• _Given request_:
Rewrite the lines below, changing each occurrence of "stacked stone pile" to "stone cairn" and leaving everything else unchanged.

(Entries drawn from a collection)
○ ○ ○ ○ ○ ○ ○

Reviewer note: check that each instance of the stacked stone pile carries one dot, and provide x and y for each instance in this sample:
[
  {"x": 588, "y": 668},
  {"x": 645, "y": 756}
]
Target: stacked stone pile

○ ○ ○ ○ ○ ○ ○

• _Problem solution_:
Reviewer note: check that each instance of the stone cairn carries one dot, and provide x and y for each instance in this sample:
[
  {"x": 588, "y": 668},
  {"x": 645, "y": 756}
]
Target: stone cairn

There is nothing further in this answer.